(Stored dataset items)
============

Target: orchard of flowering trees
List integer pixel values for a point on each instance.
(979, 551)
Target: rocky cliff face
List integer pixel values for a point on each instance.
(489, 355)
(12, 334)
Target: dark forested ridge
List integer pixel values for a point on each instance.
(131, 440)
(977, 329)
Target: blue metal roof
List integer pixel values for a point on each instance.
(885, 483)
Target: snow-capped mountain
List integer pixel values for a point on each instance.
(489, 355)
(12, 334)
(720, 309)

============

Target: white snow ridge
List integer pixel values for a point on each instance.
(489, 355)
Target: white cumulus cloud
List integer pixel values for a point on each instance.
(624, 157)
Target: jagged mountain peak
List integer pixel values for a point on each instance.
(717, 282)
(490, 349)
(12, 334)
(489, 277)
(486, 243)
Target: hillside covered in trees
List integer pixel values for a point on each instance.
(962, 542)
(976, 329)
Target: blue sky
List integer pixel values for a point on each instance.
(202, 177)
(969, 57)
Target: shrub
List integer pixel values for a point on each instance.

============

* EXERCISE REQUIREMENTS
Could you collect every line of the data that contains the string "white"?

* SOLUTION FOR THIS EXERCISE
Target: white snow ridge
Target: white cumulus cloud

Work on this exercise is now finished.